The European Union warned the U.K. that its remaining 27 countries are now its chief concern rather than anything Theresa May might want to achieve from Brexit as it seeks to limit negative consequences from Britain’s departure.
“Our position is determined by the interests of the 27,” European Commission Vice President Frans Timmermans told reporters on Thursday at a meeting of national ministers in Luxembourg. It was the first time since the U.K. joined the EU in 1973 that official EU ministerial talks have taken place without a British representative.
The European affairs ministers signed off on the Brexit negotiating guidelines that will form the basis of talks with the U.K. over the next 18 months, covering the EU’s starting position on issues ranging from the rights of European citizens in Britain, the U.K.’s financial obligations and when the two sides can start discussing a potential free-trade deal.
“This is a damage-limitation process,” Italy’s junior minister for European affairs, Sandro Gozi, said in an interview with Bloomberg TV in Luxembourg.
The guidelines are due to be approved by leaders of the 27 EU countries at a summit in Brussels on Saturday. Talks with the U.K. are scheduled to begin shortly after the British election on June 8.

§ **RAW DATA**:
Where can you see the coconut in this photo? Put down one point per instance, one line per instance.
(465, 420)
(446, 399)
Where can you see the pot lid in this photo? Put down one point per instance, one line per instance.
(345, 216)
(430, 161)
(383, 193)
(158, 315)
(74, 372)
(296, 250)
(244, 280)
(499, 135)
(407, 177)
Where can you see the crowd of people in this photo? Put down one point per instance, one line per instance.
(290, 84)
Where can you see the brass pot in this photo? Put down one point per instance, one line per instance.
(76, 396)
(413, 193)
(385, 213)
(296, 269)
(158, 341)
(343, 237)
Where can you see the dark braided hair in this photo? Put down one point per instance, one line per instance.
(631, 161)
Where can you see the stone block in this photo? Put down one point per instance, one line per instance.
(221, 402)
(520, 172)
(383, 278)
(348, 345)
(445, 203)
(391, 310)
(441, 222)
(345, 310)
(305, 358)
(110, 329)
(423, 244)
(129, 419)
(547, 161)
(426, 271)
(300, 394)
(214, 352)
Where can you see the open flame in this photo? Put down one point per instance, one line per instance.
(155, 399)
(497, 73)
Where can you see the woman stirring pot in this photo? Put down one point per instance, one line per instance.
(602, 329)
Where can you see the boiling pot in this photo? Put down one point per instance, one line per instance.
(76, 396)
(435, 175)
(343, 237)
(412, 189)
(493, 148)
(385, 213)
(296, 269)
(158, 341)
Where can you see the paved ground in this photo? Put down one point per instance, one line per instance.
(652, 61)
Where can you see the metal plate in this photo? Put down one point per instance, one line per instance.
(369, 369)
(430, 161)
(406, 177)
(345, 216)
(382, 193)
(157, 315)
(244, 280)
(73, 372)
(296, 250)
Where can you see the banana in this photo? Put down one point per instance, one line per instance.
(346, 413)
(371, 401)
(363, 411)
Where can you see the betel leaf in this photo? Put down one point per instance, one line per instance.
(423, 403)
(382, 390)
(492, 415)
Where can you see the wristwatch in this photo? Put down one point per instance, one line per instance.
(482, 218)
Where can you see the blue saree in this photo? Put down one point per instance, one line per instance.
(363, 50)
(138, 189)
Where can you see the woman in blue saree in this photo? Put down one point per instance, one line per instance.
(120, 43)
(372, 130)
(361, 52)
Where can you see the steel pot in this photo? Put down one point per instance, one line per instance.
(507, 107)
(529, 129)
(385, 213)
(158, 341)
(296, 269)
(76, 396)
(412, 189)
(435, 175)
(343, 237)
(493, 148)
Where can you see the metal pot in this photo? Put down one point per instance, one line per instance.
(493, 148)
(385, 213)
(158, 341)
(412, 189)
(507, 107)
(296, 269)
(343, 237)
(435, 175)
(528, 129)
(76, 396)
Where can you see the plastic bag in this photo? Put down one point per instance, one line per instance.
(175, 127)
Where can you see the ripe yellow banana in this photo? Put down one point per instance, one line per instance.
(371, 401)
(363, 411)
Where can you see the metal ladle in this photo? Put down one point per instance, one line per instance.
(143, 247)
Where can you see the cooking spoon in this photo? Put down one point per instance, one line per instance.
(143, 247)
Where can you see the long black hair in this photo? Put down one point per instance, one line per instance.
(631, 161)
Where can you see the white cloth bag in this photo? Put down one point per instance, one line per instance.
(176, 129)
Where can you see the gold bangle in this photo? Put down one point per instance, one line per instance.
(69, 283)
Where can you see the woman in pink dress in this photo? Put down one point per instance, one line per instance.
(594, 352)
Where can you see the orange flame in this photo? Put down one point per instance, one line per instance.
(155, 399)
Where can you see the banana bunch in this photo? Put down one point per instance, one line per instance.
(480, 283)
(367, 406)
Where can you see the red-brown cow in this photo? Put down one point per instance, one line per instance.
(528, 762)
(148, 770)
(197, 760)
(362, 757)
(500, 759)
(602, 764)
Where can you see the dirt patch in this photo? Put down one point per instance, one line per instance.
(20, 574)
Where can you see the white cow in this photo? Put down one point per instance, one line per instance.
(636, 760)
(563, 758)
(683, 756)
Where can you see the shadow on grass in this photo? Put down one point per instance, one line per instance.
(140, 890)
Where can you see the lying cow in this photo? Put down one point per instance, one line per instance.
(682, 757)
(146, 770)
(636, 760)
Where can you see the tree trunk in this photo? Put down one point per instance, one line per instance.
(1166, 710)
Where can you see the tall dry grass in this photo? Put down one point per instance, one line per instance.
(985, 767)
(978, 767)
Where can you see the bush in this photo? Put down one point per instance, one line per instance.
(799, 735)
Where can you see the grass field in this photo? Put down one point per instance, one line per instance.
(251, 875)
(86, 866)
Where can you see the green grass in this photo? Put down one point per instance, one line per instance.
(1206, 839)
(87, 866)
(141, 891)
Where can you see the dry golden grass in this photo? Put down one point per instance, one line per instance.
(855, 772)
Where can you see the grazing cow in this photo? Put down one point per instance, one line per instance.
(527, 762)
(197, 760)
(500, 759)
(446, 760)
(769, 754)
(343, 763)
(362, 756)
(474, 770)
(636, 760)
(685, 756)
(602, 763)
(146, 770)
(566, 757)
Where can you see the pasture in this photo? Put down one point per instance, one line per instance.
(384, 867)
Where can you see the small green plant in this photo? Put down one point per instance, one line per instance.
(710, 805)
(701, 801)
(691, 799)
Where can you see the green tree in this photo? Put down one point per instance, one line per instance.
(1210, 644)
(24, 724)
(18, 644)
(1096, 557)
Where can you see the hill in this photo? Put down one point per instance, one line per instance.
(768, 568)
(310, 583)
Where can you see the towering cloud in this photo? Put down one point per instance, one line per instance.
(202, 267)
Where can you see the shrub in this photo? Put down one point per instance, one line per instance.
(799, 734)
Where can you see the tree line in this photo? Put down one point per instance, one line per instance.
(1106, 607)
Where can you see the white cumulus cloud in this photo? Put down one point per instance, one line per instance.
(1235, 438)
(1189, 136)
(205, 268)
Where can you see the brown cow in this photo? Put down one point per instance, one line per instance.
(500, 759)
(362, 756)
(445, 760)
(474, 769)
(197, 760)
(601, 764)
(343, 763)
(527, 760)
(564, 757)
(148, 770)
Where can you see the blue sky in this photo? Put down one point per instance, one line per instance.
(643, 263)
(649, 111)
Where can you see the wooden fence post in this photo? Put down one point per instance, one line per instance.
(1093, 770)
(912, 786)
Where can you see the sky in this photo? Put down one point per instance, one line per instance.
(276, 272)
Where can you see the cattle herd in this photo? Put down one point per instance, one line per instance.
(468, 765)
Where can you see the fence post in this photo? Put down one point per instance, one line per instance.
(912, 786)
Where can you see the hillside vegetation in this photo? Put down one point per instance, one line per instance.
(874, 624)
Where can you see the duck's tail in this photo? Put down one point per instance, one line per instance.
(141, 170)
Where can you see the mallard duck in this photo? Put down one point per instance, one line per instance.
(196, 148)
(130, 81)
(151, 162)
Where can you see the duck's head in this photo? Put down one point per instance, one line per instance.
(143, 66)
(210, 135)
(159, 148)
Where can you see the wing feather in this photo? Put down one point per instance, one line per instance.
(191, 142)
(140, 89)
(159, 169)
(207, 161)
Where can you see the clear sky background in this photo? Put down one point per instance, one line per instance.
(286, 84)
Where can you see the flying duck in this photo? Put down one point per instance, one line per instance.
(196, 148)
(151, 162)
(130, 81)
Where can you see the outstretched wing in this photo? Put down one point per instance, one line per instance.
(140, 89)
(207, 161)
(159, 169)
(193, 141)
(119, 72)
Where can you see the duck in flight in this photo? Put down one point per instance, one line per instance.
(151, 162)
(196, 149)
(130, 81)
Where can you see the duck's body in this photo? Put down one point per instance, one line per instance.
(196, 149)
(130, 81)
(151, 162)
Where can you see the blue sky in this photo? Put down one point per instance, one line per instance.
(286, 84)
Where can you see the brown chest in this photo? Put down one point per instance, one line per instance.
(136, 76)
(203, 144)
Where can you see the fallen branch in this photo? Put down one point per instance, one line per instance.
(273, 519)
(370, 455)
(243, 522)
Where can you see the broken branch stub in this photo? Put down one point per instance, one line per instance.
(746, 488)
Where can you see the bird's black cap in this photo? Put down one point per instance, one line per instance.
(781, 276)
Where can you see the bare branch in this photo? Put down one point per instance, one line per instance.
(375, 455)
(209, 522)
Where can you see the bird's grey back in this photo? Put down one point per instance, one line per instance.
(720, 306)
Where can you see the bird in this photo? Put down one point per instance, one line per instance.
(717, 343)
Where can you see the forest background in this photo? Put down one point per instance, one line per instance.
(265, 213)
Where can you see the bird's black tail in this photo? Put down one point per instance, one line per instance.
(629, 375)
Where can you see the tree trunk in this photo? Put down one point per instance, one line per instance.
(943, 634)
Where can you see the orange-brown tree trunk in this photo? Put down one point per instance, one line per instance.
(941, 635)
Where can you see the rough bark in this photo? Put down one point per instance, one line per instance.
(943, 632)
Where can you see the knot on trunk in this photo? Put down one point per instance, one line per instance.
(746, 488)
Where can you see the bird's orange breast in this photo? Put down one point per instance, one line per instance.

§ **WHAT THIS EXERCISE ASKS**:
(a) Write out the passage of the Brexit article between "The guidelines are" and "election on June 8.", inclusive.
(b) List every person named in the Brexit article.

§ **SOLUTIONS**:
(a)
The guidelines are due to be approved by leaders of the 27 EU countries at a summit in Brussels on Saturday. Talks with the U.K. are scheduled to begin shortly after the British election on June 8.

(b)
Theresa May
Frans Timmermans
Sandro Gozi